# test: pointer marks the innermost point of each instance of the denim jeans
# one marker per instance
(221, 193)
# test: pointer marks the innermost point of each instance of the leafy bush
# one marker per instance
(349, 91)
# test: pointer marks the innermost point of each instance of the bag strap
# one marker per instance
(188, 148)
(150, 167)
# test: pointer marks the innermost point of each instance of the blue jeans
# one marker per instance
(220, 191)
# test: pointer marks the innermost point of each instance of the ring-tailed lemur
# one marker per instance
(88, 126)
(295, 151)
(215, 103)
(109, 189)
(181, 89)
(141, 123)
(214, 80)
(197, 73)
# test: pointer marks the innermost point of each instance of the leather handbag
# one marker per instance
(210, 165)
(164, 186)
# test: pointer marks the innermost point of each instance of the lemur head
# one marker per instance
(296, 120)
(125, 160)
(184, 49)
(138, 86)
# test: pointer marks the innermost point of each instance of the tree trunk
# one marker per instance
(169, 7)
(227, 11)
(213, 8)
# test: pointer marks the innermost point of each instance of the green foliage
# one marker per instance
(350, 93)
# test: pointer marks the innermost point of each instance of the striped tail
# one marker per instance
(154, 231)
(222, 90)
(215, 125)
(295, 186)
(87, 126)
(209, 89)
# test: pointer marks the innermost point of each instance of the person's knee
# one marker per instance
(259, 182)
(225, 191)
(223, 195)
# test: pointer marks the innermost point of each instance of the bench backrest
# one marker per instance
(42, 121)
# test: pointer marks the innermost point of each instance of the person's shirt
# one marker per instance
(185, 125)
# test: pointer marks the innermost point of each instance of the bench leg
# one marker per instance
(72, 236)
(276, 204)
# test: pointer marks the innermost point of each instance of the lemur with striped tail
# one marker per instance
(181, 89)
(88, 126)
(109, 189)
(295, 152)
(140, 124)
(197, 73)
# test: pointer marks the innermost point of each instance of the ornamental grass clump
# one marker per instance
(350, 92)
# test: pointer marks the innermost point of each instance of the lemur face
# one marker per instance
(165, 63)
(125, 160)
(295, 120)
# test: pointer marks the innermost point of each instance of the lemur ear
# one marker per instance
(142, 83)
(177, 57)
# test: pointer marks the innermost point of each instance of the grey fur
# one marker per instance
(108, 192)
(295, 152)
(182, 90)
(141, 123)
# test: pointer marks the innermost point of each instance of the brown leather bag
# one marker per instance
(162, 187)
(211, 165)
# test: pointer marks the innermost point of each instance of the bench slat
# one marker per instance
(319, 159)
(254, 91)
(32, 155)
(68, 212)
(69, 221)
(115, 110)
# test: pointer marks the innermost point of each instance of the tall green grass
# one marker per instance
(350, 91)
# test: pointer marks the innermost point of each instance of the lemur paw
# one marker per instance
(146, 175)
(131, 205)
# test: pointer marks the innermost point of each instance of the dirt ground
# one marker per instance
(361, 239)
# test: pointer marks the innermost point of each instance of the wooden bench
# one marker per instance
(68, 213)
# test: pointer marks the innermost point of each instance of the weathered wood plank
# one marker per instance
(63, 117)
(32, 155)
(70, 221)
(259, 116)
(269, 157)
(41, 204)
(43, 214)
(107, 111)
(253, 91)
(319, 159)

****************************************

§ Work to complete:
Please update all of the data above by replacing "one marker per instance" with "one marker for each instance", keeping every other part unchanged.

§ Correct output:
# test: pointer marks the innermost point of each instance of the denim jeans
# one marker for each instance
(221, 193)
# test: pointer marks the innermost point of each instance of the leafy bush
# one marker for each instance
(349, 91)
# test: pointer marks the innermost point of each instance of the bag strap
# one marker for each instance
(188, 148)
(150, 167)
# test: pointer marks the innermost point of each instance of the blue jeans
# one marker for each instance
(220, 191)
# test: pointer marks the innermost point of each instance of the ring-tailed lemur
# one marker for each instance
(88, 126)
(295, 151)
(215, 103)
(109, 189)
(181, 89)
(141, 123)
(214, 80)
(197, 73)
# test: pointer marks the innermost point of each instance of the leather handbag
# one marker for each instance
(210, 165)
(164, 186)
# test: pointer marks the innermost point of each instance of the lemur head
# one marker for each instance
(296, 120)
(125, 160)
(184, 49)
(138, 86)
# test: pointer marks the innermost point of each instance of the tree trunk
# one marker for each instance
(169, 7)
(227, 11)
(213, 8)
# test: pointer marks the innermost point of each instance of the green foliage
# one marker for each instance
(350, 93)
# test: pointer marks the innermost point of each instance of the striped tail
# one marker for each instance
(154, 231)
(222, 90)
(215, 125)
(295, 186)
(87, 126)
(209, 89)
# test: pointer marks the innermost point of each instance of the person's knee
# one marker for each instance
(259, 182)
(225, 191)
(223, 195)
# test: pointer marks the innermost point of each instance of the bench backrest
# one marker for each instance
(42, 121)
# test: pointer marks the innermost point of each instance of the person's shirt
# one marker for each instance
(185, 125)
# test: pointer marks the innermost point of each instance of the bench leg
# one marker for each instance
(72, 236)
(276, 204)
# test: pointer marks the innermost point of each instance of the lemur with striped tail
# one marker for each instance
(181, 89)
(88, 126)
(109, 189)
(295, 152)
(140, 124)
(197, 73)
# test: pointer marks the innermost point of each instance of the ornamental grass clump
# one marker for each instance
(350, 92)
# test: pointer marks the innermost point of each instance of the lemur face
# one marker for each instance
(165, 63)
(125, 160)
(295, 120)
# test: pointer marks the innermost point of each instance of the lemur ear
# one marker for each instance
(142, 83)
(177, 57)
# test: pointer marks the innermost point of each instance of the grey fur
# one marker for each instance
(108, 192)
(295, 152)
(182, 90)
(141, 123)
# test: pointer marks the innermost point of each instance of the brown leather bag
# one marker for each instance
(162, 187)
(211, 165)
# test: pointer marks the innermost point of each instance of the bench slat
# one marker for each instance
(319, 159)
(254, 91)
(32, 155)
(68, 212)
(69, 221)
(115, 110)
# test: pointer marks the innermost point of each instance of the tall green grass
# one marker for each instance
(350, 91)
# test: pointer marks the innermost point of each instance of the lemur paw
# one marker for each instance
(146, 175)
(131, 205)
# test: pointer marks the innermost point of each instance of the dirt ground
# one marker for each instance
(361, 239)
# test: pointer marks the innermost point of each instance of the wooden bench
# one marker for each instance
(68, 213)
# test: pointer marks the innermost point of each instance of the weathered wood plank
# one marker for each instance
(63, 117)
(32, 155)
(70, 221)
(259, 116)
(269, 157)
(41, 204)
(43, 214)
(107, 111)
(253, 91)
(319, 159)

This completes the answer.